====== Input for this task ======
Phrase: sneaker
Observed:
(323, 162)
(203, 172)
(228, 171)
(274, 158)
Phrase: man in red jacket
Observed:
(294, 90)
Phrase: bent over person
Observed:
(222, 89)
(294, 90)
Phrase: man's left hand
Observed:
======
How to complete this task — Exactly as given, repeat every record above.

Final answer —
Phrase: sneaker
Observed:
(323, 162)
(203, 172)
(228, 171)
(274, 158)
Phrase: man in red jacket
Observed:
(294, 90)
Phrase: bent over person
Observed:
(222, 89)
(294, 90)
Phrase: man's left hand
Observed:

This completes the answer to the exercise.